* [Work item]: Reproduce all entries verbatim, with nothing added or dropped.

[Natural-language object grounding data]
++++
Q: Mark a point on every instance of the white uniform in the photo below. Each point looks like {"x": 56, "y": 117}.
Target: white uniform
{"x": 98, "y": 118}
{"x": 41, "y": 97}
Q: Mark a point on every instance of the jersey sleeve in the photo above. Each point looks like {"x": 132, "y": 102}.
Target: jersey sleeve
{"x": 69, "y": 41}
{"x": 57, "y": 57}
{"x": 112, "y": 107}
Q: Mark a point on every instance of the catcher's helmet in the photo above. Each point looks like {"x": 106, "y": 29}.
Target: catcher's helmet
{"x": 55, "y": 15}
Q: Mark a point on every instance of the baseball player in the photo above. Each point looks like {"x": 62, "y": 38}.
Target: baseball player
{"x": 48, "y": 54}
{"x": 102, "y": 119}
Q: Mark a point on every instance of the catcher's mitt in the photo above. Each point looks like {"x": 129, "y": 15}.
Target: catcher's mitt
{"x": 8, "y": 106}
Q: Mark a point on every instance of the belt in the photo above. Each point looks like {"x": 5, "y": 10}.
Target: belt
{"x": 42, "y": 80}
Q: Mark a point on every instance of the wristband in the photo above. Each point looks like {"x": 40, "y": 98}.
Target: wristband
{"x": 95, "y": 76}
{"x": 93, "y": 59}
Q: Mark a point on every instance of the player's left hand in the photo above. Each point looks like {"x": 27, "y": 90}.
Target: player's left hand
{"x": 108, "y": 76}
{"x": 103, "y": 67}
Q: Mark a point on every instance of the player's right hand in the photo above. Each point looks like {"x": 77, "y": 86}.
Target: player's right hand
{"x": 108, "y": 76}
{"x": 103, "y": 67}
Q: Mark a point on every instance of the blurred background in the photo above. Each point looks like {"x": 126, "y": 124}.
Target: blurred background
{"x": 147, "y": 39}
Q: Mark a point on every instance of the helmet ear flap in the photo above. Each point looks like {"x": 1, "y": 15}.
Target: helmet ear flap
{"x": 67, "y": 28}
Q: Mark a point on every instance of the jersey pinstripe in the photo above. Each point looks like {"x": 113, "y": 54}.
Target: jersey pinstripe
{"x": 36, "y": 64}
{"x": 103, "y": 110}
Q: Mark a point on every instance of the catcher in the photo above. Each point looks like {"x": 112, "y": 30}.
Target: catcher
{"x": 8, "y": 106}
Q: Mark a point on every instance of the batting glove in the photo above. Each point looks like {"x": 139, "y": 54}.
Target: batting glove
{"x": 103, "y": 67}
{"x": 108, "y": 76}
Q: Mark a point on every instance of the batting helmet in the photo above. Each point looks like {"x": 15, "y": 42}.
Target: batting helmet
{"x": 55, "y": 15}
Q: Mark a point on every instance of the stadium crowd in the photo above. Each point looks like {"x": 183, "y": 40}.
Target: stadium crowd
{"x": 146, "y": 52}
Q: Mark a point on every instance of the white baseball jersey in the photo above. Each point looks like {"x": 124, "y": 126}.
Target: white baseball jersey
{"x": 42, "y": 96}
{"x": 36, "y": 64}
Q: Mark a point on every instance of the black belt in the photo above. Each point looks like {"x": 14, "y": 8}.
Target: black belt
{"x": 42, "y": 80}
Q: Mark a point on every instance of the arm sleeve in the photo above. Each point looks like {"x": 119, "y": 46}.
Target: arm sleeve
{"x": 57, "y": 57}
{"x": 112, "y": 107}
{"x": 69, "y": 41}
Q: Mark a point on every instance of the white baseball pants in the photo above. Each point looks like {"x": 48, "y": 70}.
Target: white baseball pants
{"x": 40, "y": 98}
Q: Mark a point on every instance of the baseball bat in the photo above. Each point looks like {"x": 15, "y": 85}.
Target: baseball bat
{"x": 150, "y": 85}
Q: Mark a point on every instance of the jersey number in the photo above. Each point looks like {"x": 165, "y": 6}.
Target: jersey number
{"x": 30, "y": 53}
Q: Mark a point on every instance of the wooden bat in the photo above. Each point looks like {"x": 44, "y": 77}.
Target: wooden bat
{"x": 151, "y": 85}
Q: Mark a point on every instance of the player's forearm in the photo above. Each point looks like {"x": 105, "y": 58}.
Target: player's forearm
++++
* [Response box]:
Q: Mark a point on every instance of the white uniform in the photo below. Each point looks like {"x": 56, "y": 117}.
Target: white uniform
{"x": 98, "y": 118}
{"x": 41, "y": 97}
Q: Mark a point on every instance of the jersey sleeve in the photo above. Each point looks like {"x": 132, "y": 102}.
Target: jersey sleeve
{"x": 69, "y": 41}
{"x": 57, "y": 57}
{"x": 112, "y": 107}
Q: Mark a point on every instance of the catcher's helmet in the photo above. Each point looks like {"x": 106, "y": 29}.
Target: catcher's helmet
{"x": 55, "y": 15}
Q: Mark a point on every instance of the baseball player in the photo above. Each point looks like {"x": 62, "y": 38}.
Target: baseball player
{"x": 48, "y": 54}
{"x": 102, "y": 119}
Q: Mark a point on every instance of the catcher's mitt in the photo above. Each point looks like {"x": 129, "y": 15}.
Target: catcher's mitt
{"x": 8, "y": 106}
Q: Mark a point on every instance of the belt in the photo above. Each point looks like {"x": 5, "y": 10}.
Target: belt
{"x": 42, "y": 80}
Q: Mark a point on every instance of the wristband in the photo above. Each point looks like {"x": 40, "y": 98}.
Target: wristband
{"x": 95, "y": 76}
{"x": 93, "y": 59}
Q: Mark a point on every instance of the player's left hand in the photo above. Each point looks like {"x": 27, "y": 90}.
Target: player's left hand
{"x": 108, "y": 76}
{"x": 103, "y": 67}
Q: Mark a point on every instance of the player's right hand in the photo above. Each point looks like {"x": 77, "y": 86}.
Target: player's right hand
{"x": 108, "y": 76}
{"x": 103, "y": 67}
Q: Mark a point on every instance of the blurred background in the photo above. Each point looks like {"x": 126, "y": 124}.
Target: blurred background
{"x": 147, "y": 39}
Q: Mark a point on every instance of the helmet ear flap in the photo above. Each point looks like {"x": 1, "y": 15}.
Target: helmet ear flap
{"x": 67, "y": 28}
Q: Mark a point on every instance of the jersey pinstripe in the photo above. Each point looks like {"x": 113, "y": 54}.
Target: jersey pinstripe
{"x": 36, "y": 64}
{"x": 103, "y": 110}
Q: Mark a point on every instance of the catcher in the photo above. Each point looks like {"x": 112, "y": 30}.
Target: catcher
{"x": 8, "y": 106}
Q: Mark a point on every instance of the batting glove in the photo above. Each point looks like {"x": 139, "y": 54}.
Target: batting glove
{"x": 103, "y": 67}
{"x": 108, "y": 76}
Q: Mark a point on every instance of the batting helmet in the photo above. Each point looks like {"x": 15, "y": 42}.
Target: batting helmet
{"x": 55, "y": 15}
Q: Mark a point on every instance of the stadium crowd in the photo above. Each point looks like {"x": 183, "y": 40}.
Target: stadium crowd
{"x": 146, "y": 52}
Q: Mark a point on every instance of the white baseball jersey in the photo above. Each point looks like {"x": 124, "y": 126}.
Target: white baseball jersey
{"x": 42, "y": 96}
{"x": 36, "y": 64}
Q: Mark a point on every instance of the black belt in the photo above. Each point looks like {"x": 14, "y": 8}.
Target: black belt
{"x": 42, "y": 80}
Q: Mark a point on every instance of the arm sleeve in the photo above. Each point looks like {"x": 119, "y": 46}.
Target: arm sleeve
{"x": 57, "y": 57}
{"x": 112, "y": 107}
{"x": 69, "y": 41}
Q: Mark a point on every instance of the white baseball pants in the photo above. Each point looks like {"x": 48, "y": 70}.
Target: white baseball pants
{"x": 40, "y": 98}
Q: Mark a point on every instance of the baseball bat in the photo above. Each point looks like {"x": 15, "y": 85}.
Target: baseball bat
{"x": 150, "y": 85}
Q: Mark a point on every instance of the jersey number in the photo above. Each point looks like {"x": 165, "y": 6}.
Target: jersey number
{"x": 30, "y": 53}
Q: Mark a point on every instance of the wooden bat in the photo above. Each point looks like {"x": 44, "y": 77}.
Target: wooden bat
{"x": 151, "y": 85}
Q: Mark a point on every instance of the player's forearm in the photo above. Each point looks like {"x": 105, "y": 58}.
Target: player's forearm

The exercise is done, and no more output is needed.